SET TASK: Your task is to quote the material that follows, in full and exactly.

Stored records
((

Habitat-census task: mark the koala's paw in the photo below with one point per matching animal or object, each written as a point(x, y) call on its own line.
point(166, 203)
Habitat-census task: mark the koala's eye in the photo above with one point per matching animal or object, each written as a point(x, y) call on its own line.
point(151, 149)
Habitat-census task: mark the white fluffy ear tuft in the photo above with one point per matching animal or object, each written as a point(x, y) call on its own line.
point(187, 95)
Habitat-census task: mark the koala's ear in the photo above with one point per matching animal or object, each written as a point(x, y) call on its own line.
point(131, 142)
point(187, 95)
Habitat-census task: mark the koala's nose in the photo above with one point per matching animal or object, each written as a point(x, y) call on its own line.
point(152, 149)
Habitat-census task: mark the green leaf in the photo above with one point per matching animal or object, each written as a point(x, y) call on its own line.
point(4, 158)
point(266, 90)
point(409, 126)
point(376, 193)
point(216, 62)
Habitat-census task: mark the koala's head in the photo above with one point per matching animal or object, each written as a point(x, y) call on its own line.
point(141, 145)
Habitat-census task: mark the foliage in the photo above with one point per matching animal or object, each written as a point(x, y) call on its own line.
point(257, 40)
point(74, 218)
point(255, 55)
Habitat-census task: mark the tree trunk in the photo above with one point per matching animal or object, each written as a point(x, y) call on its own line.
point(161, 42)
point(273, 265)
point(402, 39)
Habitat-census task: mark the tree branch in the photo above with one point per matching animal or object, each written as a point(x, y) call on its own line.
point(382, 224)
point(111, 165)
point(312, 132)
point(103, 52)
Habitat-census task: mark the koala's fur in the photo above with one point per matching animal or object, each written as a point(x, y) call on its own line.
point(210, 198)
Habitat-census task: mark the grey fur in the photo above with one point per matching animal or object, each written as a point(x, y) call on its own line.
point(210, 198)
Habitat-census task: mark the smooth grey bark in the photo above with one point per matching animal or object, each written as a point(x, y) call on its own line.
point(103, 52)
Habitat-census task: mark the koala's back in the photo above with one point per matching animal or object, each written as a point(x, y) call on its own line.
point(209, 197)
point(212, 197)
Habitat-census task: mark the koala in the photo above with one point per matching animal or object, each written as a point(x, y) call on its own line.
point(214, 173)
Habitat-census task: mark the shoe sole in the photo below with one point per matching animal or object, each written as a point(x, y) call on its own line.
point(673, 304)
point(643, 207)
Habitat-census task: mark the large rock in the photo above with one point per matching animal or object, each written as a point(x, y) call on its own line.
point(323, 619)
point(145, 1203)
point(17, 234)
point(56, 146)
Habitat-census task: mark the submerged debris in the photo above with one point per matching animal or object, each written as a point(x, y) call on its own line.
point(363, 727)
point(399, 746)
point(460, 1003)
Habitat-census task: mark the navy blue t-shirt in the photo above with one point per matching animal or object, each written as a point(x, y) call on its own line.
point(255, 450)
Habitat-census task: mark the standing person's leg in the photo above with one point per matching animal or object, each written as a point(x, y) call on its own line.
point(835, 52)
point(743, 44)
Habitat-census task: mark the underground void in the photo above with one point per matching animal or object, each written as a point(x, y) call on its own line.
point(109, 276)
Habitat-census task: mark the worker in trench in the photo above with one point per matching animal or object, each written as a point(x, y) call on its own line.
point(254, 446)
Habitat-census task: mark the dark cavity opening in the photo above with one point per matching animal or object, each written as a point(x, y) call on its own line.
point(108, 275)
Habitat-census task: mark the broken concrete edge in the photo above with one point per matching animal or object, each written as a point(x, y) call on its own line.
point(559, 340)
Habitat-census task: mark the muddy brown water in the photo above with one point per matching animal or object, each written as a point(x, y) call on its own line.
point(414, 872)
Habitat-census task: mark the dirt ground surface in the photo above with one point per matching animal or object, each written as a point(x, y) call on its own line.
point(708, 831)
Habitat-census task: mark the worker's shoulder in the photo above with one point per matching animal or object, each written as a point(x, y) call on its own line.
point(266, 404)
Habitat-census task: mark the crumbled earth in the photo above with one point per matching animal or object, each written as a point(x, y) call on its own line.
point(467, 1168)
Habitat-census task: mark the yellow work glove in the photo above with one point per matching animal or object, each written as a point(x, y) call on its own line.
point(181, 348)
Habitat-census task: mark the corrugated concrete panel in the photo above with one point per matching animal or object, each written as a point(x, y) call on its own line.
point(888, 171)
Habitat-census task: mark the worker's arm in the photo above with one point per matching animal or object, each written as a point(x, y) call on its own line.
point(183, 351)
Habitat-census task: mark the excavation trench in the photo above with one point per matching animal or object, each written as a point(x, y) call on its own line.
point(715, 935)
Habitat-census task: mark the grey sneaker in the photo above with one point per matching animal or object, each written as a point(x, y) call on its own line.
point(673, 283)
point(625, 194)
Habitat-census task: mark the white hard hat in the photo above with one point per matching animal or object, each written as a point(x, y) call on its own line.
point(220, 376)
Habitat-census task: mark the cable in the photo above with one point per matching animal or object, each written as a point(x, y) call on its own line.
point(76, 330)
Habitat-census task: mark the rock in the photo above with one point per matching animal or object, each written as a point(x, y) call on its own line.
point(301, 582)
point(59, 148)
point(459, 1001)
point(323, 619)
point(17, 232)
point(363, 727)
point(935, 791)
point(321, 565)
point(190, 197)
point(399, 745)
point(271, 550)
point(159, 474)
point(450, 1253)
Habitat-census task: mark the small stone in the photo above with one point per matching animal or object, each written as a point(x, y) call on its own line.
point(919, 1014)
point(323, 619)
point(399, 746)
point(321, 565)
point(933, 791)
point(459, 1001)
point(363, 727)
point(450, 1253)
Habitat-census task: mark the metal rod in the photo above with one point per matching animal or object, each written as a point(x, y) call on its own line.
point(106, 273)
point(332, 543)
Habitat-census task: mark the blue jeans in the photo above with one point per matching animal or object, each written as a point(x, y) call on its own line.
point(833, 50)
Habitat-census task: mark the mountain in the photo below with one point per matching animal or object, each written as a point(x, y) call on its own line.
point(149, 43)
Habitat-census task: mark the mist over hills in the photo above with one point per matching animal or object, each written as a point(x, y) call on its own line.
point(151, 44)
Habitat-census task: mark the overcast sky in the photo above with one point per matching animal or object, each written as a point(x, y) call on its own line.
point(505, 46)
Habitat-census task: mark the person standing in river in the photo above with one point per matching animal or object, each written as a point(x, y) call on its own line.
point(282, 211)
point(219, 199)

))

COMPLETED TASK:
Habitat-census task: mark the koala's paw in the photo below with one point per matching animal or object, each written as a point(x, y) call on its own line.
point(166, 203)
Habitat-census task: mark the koala's eye in the photo above with one point per matching animal or object, each written as a point(x, y) call on its own line.
point(151, 149)
Habitat-census task: mark the white fluffy ear tuft in the photo above with one point per matching animal or object, each written as a point(x, y) call on its own line.
point(187, 95)
Habitat-census task: mark the koala's ear in the photo above with one point per matching animal or object, each written as a point(x, y) call on its own line.
point(131, 142)
point(187, 95)
Habitat-census task: mark the koala's nose in the photo above with one point per matching animal or object, each written as a point(x, y) call on its own line.
point(152, 149)
Habitat-census task: mark the green leaf in the photo above with one point per matching animal or object, each written as a point(x, y) call on its own line.
point(4, 158)
point(266, 90)
point(409, 126)
point(376, 193)
point(216, 62)
Habitat-census task: mark the koala's head in the photo above with one point per matching animal or object, each written as a point(x, y) call on its own line.
point(141, 145)
Habitat-census task: mark the foliage in the photo above with one point per matching animal or object, each written as a point(x, y) call on its own line.
point(257, 40)
point(74, 218)
point(255, 55)
Habitat-census task: mark the tree trunk in the photo above with one point per matching animal or object, each written as a point(x, y) call on its own line.
point(161, 42)
point(273, 265)
point(402, 39)
Habitat-census task: mark the tree branch in the photo above with one point per matching animal or object, each written as a point(x, y) call on its own line.
point(382, 224)
point(111, 165)
point(312, 132)
point(103, 52)
Habitat-census task: mark the koala's fur in the photo above with one point per matching animal or object, each written as a point(x, y) call on its own line.
point(210, 198)
Habitat-census task: mark the grey fur in the photo above with one point per matching animal or object, each written as a point(x, y) call on its own line.
point(210, 198)
Habitat-census task: mark the smooth grey bark in the photo above with one point per matching animal or object, each written as a point(x, y) call on its own line.
point(103, 52)
Habitat-census task: mark the koala's back in the photo above with one point per matching animal or object, each written as a point(x, y) call on its own line.
point(209, 197)
point(212, 197)
Habitat-census task: mark the koala in the photo above with one point per matching animal or object, each written as a point(x, y) call on its own line.
point(214, 173)
Habitat-census task: mark the shoe sole in the photo below with one point per matching animal or object, each written as a point(x, y) call on its own line.
point(673, 304)
point(643, 207)
Habitat-census task: mark the large rock in the photo above with one point per matching animal or object, each written as a point(x, y) call on its own line.
point(323, 619)
point(145, 1203)
point(17, 234)
point(56, 146)
Habitat-census task: mark the submerged debris in the photo above with one point per matching animal or object, each written as a point(x, y) call on its own line.
point(363, 727)
point(399, 746)
point(460, 1003)
Habitat-census task: mark the navy blue t-shirt in the photo above with one point per matching animal or object, each written as a point(x, y) call on its own line.
point(255, 450)
Habitat-census task: mark the standing person's leg in the photo above with one point per matching animal or object, each written as a point(x, y) call on its own line.
point(835, 52)
point(743, 44)
Habitat-census task: mark the underground void in the photo above with one point per matching animal or object, each written as a point(x, y) call on its own line.
point(109, 276)
Habitat-census task: mark the worker in trench in the photo above with one point per matching animal or object, each written as a point(x, y) call on its own line.
point(254, 446)
Habitat-census task: mark the dark cavity opening in the photo above with one point per matching animal or object, each written as a point(x, y) call on its own line.
point(108, 275)
Habitat-census task: mark the broken concrete edge in the photo above with one point per matching animal or object, each written as a point(x, y) call on its own line.
point(559, 340)
Habitat-census task: mark the muddy brown water in the photo above with one point per matching animal or object, each written as a point(x, y) call on its own line.
point(414, 872)
Habitat-census task: mark the dirt ground surface in the photo above with one point per matching animal or object, each written as a point(x, y) call on its own line.
point(708, 831)
Habitat-census task: mark the worker's shoulder in the photo above with one point per matching animal or object, each written as a point(x, y) call on its own line.
point(266, 404)
Habitat-census task: mark the crumbled earth in the photo above with one point per matching animal or object, each written as a point(x, y) call on its own line.
point(467, 1168)
Habitat-census task: mark the yellow work glove in the photo above with one point per matching animal or object, each written as a point(x, y) call on its own line.
point(181, 348)
Habitat-census task: mark the corrugated concrete panel in the photo above with one point per matching animal or object, each written as a point(x, y) call on its own line.
point(888, 171)
Habitat-census task: mark the worker's arm in the photo above with one point per matching animal or object, each written as a point(x, y) call on its own line.
point(183, 351)
Habitat-census task: mark the excavation trench in the photo above with one point per matching animal or object, each written as a point(x, y) call on its own line.
point(715, 935)
Habitat-census task: mark the grey sneaker in the photo above with one point per matching animal or object, each written as a point(x, y) call on its own line.
point(673, 283)
point(625, 194)
Habitat-census task: mark the white hard hat in the photo above with one point per matching animal or object, each written as a point(x, y) call on its own line.
point(220, 376)
Habitat-census task: mark the cable in the photo above with one point per matching animal or object, each written as a point(x, y) call on its own line.
point(76, 330)
Habitat-census task: mark the rock in the photo above with one point per matching animal or object, each written as a point(x, y) call on its own line.
point(301, 582)
point(59, 148)
point(459, 1001)
point(323, 619)
point(17, 232)
point(363, 727)
point(935, 791)
point(321, 565)
point(190, 197)
point(399, 745)
point(271, 550)
point(159, 474)
point(450, 1253)
Habitat-census task: mark the small stone in the photo above with one point per matching animal or object, each written as a point(x, y) call on its own line.
point(919, 1014)
point(323, 619)
point(399, 746)
point(321, 565)
point(933, 791)
point(459, 1001)
point(363, 727)
point(450, 1253)
Habitat-census task: mark the metal rod in the photo above with one point per matching animal or object, each written as a point(x, y) call on its own line.
point(106, 273)
point(332, 543)
Habitat-census task: mark the blue jeans in the photo above with one point per matching animal or object, each written as a point(x, y) call on its own line.
point(833, 50)
Habitat-census task: mark the mountain in the photo below with one point per matching animal or object, each written as a point(x, y) call on its own line.
point(149, 43)
Habitat-census task: mark the mist over hills in the photo above with one point per matching animal or object, each written as a point(x, y) call on its own line.
point(151, 44)
Habitat-census task: mark the overcast sky in the photo above with one point per matching animal or object, each written as a point(x, y) call on its own line.
point(505, 46)
Habitat-census task: mark the person standing in river in the photo above with one point per matching animal or object, each written as a point(x, y) call on its own line.
point(282, 211)
point(219, 199)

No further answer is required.